**CHECK YOUR UNDERSTANDING**:
a. Could you rewrite the paragraph of the BenGER announcement that begins "The obvious objection to an LLM judge" as a brief list that keeps its main facts?
b. Can you write the next part of the BenGER announcement, picking up after its last sentence?

**SOURCE EXTRACT**:
BenGER: Dataset & Benchmark Released

Today we are releasing BenGER, an open benchmark for legal reasoning in German law — and, for us, the real centerpiece of the project. The platform we published earlier was the means; this dataset is the end. To our knowledge it is the first large-scale, openly licensed benchmark that measures whether language models can actually reason through German legal cases — not whether they can recall a statute, but whether they can carry a problem through the full Gutachtenstil: hypothesis, definition, subsumption, conclusion.

What's in the dataset

BenGER is a single benchmark with three thematic subsets, spanning civil, criminal, and public law:

  • Benchathon — long-form, exam-style legal analyses, collaboratively graded, collected at our Benchathon in March 2026.
  • ZJS — published exam-style cases from the Zeitschrift für das Juristische Studium.
  • Grundprinzipien — short, focused items on foundational legal principles.

In total: 596 exam-style free-text tasks and 531 short doctrinal items. What makes the Benchathon subset unusual is its human baseline — a controlled set of timed, human-written solutions, produced under two conditions: traditional, unaided work and human-AI co-creation. That lets us compare, on the very same tasks, what a model writes alone, what a jurist writes alone, and what the two produce together.

A real human baseline, and a judge you can trust

Grading long-form legal writing is hard: there is no single correct string to match against. BenGER scores every solution on a ten-dimension rubric built around subsumption — result correctness, issue spotting, legal grounding, subsumption quality, structure, language, and more — aggregated to a 100-point scale and mapped onto the familiar German 0–18 grade scale. The scoring is done by a rubric-aligned LLM-as-a-Judge.

The obvious objection to an LLM judge is whether you can trust it, so we validated it against people. Seven reviewers graded the Benchathon solutions by hand, and we checked the judge against that human pool. It tracks human grading at Pearson r = 0.76 and Cohen's κ = 0.60 — inside the band of disagreement between the human reviewers themselves. Rankings stay stable across different judge families, and two judges from independent providers clear the bar for replacing a single human reviewer. The headline numbers are not an artifact of one model grading in its own favour.

[Items from a data source]

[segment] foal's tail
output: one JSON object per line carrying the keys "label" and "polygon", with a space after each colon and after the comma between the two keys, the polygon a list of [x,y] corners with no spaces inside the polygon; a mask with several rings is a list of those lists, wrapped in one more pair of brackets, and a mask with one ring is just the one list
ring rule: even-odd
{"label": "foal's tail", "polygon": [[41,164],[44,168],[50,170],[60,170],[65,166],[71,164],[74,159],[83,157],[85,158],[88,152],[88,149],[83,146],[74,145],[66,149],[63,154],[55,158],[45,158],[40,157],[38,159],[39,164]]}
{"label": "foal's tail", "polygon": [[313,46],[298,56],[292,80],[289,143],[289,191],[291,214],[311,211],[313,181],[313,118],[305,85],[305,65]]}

**ANSWER SECTION**:
a.
- Because an LLM judge raises the question of trust, it was validated against people.
- Seven reviewers graded the Benchathon solutions by hand, and the judge was checked against that human pool.
- It tracks human grading at Pearson r = 0.76 and Cohen's κ = 0.60, within the band of disagreement among the human reviewers themselves.
- Rankings stay stable across different judge families.
- Two judges from independent providers clear the bar for replacing a single human reviewer.
- The headline numbers are not an artifact of one model grading in its own favor.

b.
What we found

We ran 12 contemporary LLM systems — closed-flagship, efficiency-tier, and open-weight — for 14,614 generations across the three subsets. Three results stand out:

  • Closed-flagship systems lead across the board. Opus-4.7, Gemini-3.1-Pro, and GPT-5.4 top all three corpora, with a clear gap to the open-weight tier.
  • Human + AI beats either alone. Co-creation solutions score roughly +15.7 points (≈ +2.8 German grade points) above unaided human work — enough to put AI-assisted jurists in the same band as the strongest standalone models. The lift holds across civil, criminal, and public law.
  • Generic metrics miss the point. Off-the-shelf lexical and embedding metrics correlate only loosely with rubric-based legal quality — which is exactly why a domain-aligned, validated judge matters.

Get the data, cite the work

BenGER is released openly:

  • Dataset (canonical): archived on Zenodo under CC BY 4.010.5281/zenodo.20489788.
  • Paper (preprint): arXiv:2605.28183.
  • Code & analysis pipeline: the corpora, judge prompts, rubric, and the scripts that produced every number in the paper are on GitHub (Apache-2.0).

Everything was produced end-to-end on the BenGER platform; you can explore the hosted instance at what-a-benger.net.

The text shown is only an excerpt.